(Stored data entries)
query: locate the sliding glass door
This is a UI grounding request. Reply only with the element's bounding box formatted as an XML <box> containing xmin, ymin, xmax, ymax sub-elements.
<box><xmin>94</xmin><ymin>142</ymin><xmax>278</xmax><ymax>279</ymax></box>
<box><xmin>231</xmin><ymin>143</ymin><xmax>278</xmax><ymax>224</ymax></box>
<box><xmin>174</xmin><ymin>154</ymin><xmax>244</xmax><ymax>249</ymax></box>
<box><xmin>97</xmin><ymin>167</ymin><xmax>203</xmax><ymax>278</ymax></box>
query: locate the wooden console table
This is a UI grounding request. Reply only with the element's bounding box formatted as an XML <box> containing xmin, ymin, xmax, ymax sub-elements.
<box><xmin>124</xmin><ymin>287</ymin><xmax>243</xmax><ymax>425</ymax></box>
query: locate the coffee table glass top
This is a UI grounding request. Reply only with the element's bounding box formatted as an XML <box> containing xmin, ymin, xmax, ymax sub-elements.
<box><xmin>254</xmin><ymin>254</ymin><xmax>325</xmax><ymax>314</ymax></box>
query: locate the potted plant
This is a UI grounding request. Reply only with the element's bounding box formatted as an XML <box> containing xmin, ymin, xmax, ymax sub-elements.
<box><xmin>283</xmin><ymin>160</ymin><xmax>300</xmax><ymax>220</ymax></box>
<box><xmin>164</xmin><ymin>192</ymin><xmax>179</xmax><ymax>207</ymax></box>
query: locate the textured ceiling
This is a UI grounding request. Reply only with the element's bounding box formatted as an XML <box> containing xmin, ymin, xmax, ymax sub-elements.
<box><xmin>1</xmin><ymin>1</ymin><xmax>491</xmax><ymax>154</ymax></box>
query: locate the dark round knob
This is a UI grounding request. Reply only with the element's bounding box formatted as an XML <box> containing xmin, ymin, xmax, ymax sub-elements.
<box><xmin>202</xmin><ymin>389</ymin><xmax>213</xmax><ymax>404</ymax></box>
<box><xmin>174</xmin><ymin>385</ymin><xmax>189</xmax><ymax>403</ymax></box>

• What the task asks
Send back all the records above word for word.

• Final answer
query: locate the sliding glass door
This is a UI grounding request. Reply only with the element's bounding box formatted as an XML <box> containing xmin, ymin, xmax, ymax sub-elements.
<box><xmin>94</xmin><ymin>142</ymin><xmax>278</xmax><ymax>279</ymax></box>
<box><xmin>231</xmin><ymin>143</ymin><xmax>278</xmax><ymax>224</ymax></box>
<box><xmin>174</xmin><ymin>154</ymin><xmax>244</xmax><ymax>249</ymax></box>
<box><xmin>97</xmin><ymin>167</ymin><xmax>203</xmax><ymax>278</ymax></box>
query: locate the wooden console table
This is a UI grounding request. Reply only with the element's bounding box formatted as an XML <box> containing xmin, ymin, xmax, ymax sub-elements.
<box><xmin>124</xmin><ymin>287</ymin><xmax>243</xmax><ymax>425</ymax></box>
query: locate the coffee table glass top
This is a UI grounding request. Reply only with the element's bounding box formatted as an XML <box> containing xmin, ymin, xmax, ymax sub-elements.
<box><xmin>254</xmin><ymin>254</ymin><xmax>325</xmax><ymax>314</ymax></box>
query: locate the potted plant
This is a UI grounding request. Reply only with the element's bounding box formatted as an XML <box> containing xmin, ymin, xmax, ymax sub-elements.
<box><xmin>283</xmin><ymin>160</ymin><xmax>300</xmax><ymax>220</ymax></box>
<box><xmin>164</xmin><ymin>192</ymin><xmax>179</xmax><ymax>207</ymax></box>
query: locate the textured ceiling
This is a UI grounding request. Reply only with the element's bounding box formatted as an XML <box> containing xmin, ymin, xmax, ymax sub-elements.
<box><xmin>1</xmin><ymin>1</ymin><xmax>491</xmax><ymax>154</ymax></box>
query: locate the dark round knob
This is a UI grounding request. Reply only with the element's bounding box formatted as an XML <box> containing xmin, ymin, xmax, ymax sub-elements.
<box><xmin>202</xmin><ymin>389</ymin><xmax>213</xmax><ymax>404</ymax></box>
<box><xmin>174</xmin><ymin>385</ymin><xmax>189</xmax><ymax>403</ymax></box>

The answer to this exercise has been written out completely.